>> start The input
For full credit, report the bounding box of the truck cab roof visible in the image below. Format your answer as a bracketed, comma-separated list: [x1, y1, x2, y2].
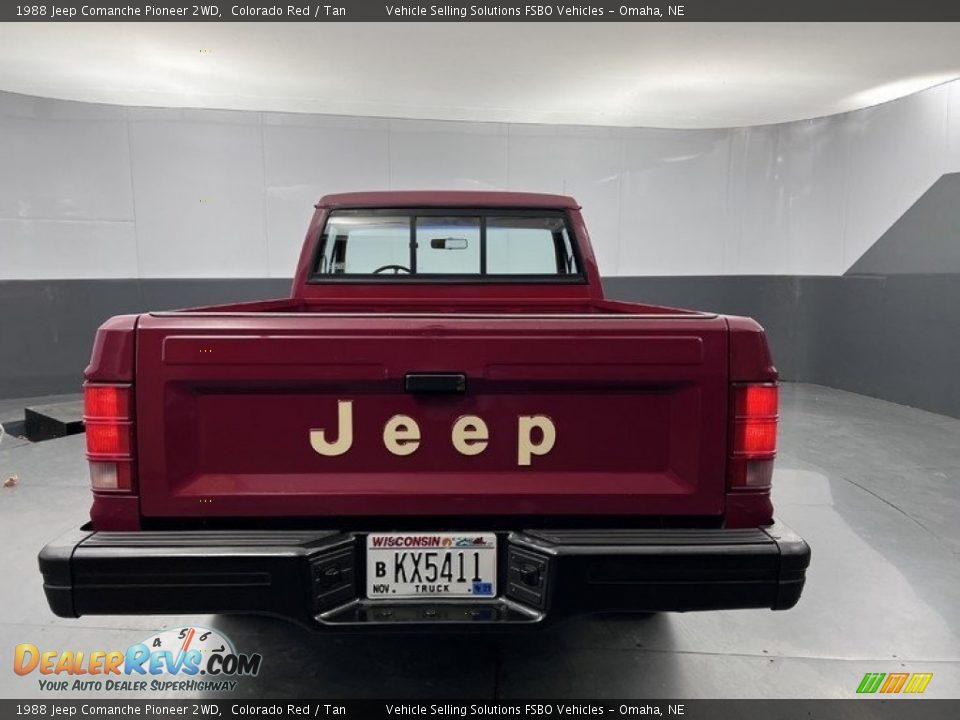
[315, 190, 580, 210]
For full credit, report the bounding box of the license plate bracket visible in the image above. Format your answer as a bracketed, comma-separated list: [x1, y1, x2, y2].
[366, 532, 497, 600]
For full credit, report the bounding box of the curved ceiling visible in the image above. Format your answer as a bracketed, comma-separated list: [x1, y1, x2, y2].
[0, 23, 960, 128]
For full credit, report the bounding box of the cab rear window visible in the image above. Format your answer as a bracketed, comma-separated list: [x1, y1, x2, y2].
[312, 210, 584, 282]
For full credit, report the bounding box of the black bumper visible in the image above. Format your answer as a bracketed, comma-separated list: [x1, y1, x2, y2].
[39, 523, 810, 628]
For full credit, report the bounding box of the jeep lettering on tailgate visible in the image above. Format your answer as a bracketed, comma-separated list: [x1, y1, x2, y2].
[310, 400, 557, 466]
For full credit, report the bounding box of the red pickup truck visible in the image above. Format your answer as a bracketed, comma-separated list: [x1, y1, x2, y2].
[40, 192, 810, 628]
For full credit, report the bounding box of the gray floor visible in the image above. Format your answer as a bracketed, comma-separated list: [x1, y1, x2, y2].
[0, 385, 960, 698]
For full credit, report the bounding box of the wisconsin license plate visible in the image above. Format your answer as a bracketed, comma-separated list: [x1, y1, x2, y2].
[367, 532, 497, 599]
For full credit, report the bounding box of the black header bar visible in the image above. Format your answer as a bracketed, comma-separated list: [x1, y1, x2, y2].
[0, 0, 960, 22]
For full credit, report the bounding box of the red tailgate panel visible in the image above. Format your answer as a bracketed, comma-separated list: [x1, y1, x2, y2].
[137, 314, 727, 517]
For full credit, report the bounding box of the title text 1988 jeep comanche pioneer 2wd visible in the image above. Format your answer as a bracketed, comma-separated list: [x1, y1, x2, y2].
[40, 192, 810, 628]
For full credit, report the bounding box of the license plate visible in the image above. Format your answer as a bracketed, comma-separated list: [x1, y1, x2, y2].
[367, 532, 497, 599]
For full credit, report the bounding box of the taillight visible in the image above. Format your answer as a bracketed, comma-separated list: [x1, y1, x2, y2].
[83, 383, 133, 491]
[728, 383, 780, 490]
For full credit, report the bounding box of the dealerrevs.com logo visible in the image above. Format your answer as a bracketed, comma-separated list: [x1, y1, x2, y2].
[13, 627, 263, 692]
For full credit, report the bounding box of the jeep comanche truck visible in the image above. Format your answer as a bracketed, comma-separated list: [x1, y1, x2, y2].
[39, 192, 810, 629]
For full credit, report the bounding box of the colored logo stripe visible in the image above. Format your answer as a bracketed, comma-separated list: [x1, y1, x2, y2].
[857, 673, 886, 693]
[857, 673, 933, 694]
[903, 673, 933, 693]
[880, 673, 909, 693]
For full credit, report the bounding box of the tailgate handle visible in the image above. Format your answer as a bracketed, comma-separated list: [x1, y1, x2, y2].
[403, 373, 467, 395]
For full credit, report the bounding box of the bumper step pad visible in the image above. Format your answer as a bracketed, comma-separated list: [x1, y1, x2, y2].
[39, 523, 810, 628]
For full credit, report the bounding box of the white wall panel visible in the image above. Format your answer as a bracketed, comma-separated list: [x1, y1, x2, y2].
[0, 218, 137, 280]
[130, 109, 269, 277]
[506, 125, 623, 275]
[844, 83, 956, 270]
[725, 118, 847, 275]
[0, 93, 133, 220]
[946, 80, 960, 172]
[0, 74, 960, 278]
[263, 113, 390, 277]
[618, 129, 732, 275]
[390, 120, 507, 190]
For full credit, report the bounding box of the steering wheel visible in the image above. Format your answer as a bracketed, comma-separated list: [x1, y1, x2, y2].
[373, 265, 413, 275]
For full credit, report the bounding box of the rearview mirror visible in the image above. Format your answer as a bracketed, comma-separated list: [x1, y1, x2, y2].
[430, 238, 468, 250]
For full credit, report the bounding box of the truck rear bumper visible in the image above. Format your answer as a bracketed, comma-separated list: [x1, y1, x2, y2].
[39, 522, 810, 628]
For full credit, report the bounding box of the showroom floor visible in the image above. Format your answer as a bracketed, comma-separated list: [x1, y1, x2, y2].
[0, 384, 960, 699]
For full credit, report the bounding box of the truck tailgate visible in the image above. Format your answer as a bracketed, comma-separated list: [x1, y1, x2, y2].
[135, 313, 728, 518]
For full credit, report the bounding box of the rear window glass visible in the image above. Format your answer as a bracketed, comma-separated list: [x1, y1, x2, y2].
[313, 210, 583, 281]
>> end The input
_Aim:_ Format every line of the listing above as a JSON list of strings, one string per line, with blank lines and the pictures left out.

_Solved problem:_
[
  "For full credit, report the bounding box of the truck cab roof visible in the image below. Format your answer as a bracketed, comma-separated list: [x1, y1, x2, y2].",
  "[315, 190, 580, 210]",
  "For full credit, report the bounding box of the license plate bracket visible in the image above. Format your answer as a bracketed, comma-separated list: [x1, y1, x2, y2].",
  "[366, 532, 497, 600]",
  "For full credit, report the bounding box of the curved ceiling visible in the image above. Format your answer as a bracketed, comma-separated list: [x1, y1, x2, y2].",
  "[0, 23, 960, 128]",
  "For full credit, report the bounding box of the cab rear window visible in the image above. Format your answer as a bracketed, comma-separated list: [x1, y1, x2, y2].",
  "[312, 210, 584, 282]",
  "For full credit, report the bounding box of the black bumper visible in the image above. Format your answer as a bracketed, comma-separated list: [x1, y1, x2, y2].",
  "[39, 523, 810, 628]",
  "For full credit, report the bounding box of the jeep lettering on tailgate visible in the image above. Format your answer as a bracketed, comma-separated list: [x1, y1, x2, y2].",
  "[310, 400, 557, 466]",
  "For full credit, report the bounding box of the red pickup truck visible in the image above. Format your answer as a bracketed, comma-separated list: [x1, y1, x2, y2].",
  "[40, 192, 810, 628]",
  "For full credit, report the bounding box of the gray floor visible in the image above. Format your answer as a bracketed, comma-separated list: [x1, y1, x2, y2].",
  "[0, 385, 960, 698]",
  "For full credit, report the bounding box of the wisconsin license plate visible in the image above. Format your answer as a bracketed, comma-separated list: [x1, y1, x2, y2].",
  "[367, 532, 497, 599]",
  "For full credit, report the bounding box of the black header bar visible in the image above. Format your answer as a bracketed, comma-separated list: [x1, y1, x2, y2].",
  "[0, 0, 960, 22]",
  "For full credit, report the bounding box of the red tailgate panel visible in the image above. Format your answer as a bracketed, comma-separated list: [x1, y1, x2, y2].",
  "[137, 314, 727, 517]",
  "For full credit, report the bounding box of the title text 1988 jeep comanche pioneer 2wd visible in the image above. Format your answer as a bracketed, comma-separated list: [x1, y1, x2, y2].",
  "[40, 192, 810, 628]",
  "For full credit, report the bounding box of the license plate visible in the image above. Format your answer as a bracketed, comma-separated list: [x1, y1, x2, y2].",
  "[367, 532, 497, 599]",
  "For full credit, report the bounding box of the taillight visible in the image above. Format your answer as a bracketed, comma-separated list: [x1, y1, x2, y2].",
  "[83, 383, 133, 491]",
  "[728, 383, 780, 490]",
  "For full credit, report the bounding box of the dealerrevs.com logo visible in the image above. Format your answer as a bracketed, comma-separated list: [x1, y1, x2, y2].",
  "[13, 627, 263, 692]",
  "For full credit, report the bounding box of the jeep comanche truck visible in the image above. Format your answer as a bracketed, comma-separated list: [x1, y1, x2, y2].",
  "[39, 192, 810, 629]",
  "For full credit, report the bounding box of the colored logo stripe visible in the image above. Format your answer as a bracketed, comma-separated list: [x1, y1, x2, y2].",
  "[857, 673, 886, 693]",
  "[857, 673, 933, 694]",
  "[903, 673, 933, 693]",
  "[880, 673, 909, 693]",
  "For full credit, report the bounding box of the tailgate handle visible in the image above. Format your answer as a bracketed, comma-separated list: [x1, y1, x2, y2].",
  "[403, 373, 467, 395]",
  "For full credit, report the bounding box of the bumper step pad visible in the image above. Format your answer as a bracketed, comma-separated list: [x1, y1, x2, y2].",
  "[39, 523, 810, 628]",
  "For full credit, report the bounding box of the white wall panel visible in the image above. Format your answer as a bracketed, comma-separated list: [x1, y1, x2, y2].",
  "[0, 218, 137, 280]",
  "[130, 109, 269, 277]",
  "[506, 125, 623, 275]",
  "[844, 83, 956, 270]",
  "[725, 118, 847, 275]",
  "[0, 93, 133, 220]",
  "[946, 80, 960, 172]",
  "[0, 74, 960, 278]",
  "[263, 113, 390, 277]",
  "[618, 129, 732, 275]",
  "[390, 120, 507, 190]",
  "For full credit, report the bounding box of the steering wheel visible in the image above. Format your answer as a bracketed, comma-separated list: [x1, y1, x2, y2].",
  "[373, 265, 413, 275]",
  "For full credit, report the bounding box of the rearview mirror visible in the image above. Format your answer as a bracketed, comma-separated list: [x1, y1, x2, y2].",
  "[430, 238, 468, 250]",
  "For full credit, report the bounding box of the truck rear bumper visible in the image above. Format your answer as a bracketed, comma-separated list: [x1, y1, x2, y2].",
  "[39, 522, 810, 628]",
  "For full credit, report the bounding box of the showroom floor visible in the image above. Format your answer as a bracketed, comma-separated list: [x1, y1, x2, y2].",
  "[0, 384, 960, 699]",
  "For full credit, report the bounding box of the truck tailgate visible in the image above. Format your answer as a bracketed, comma-separated list: [x1, y1, x2, y2].",
  "[135, 313, 728, 518]",
  "For full credit, report the bounding box of the rear window glass visible in the image above. Format your answer as a bracketed, comma-separated list: [x1, y1, x2, y2].",
  "[313, 210, 583, 281]"
]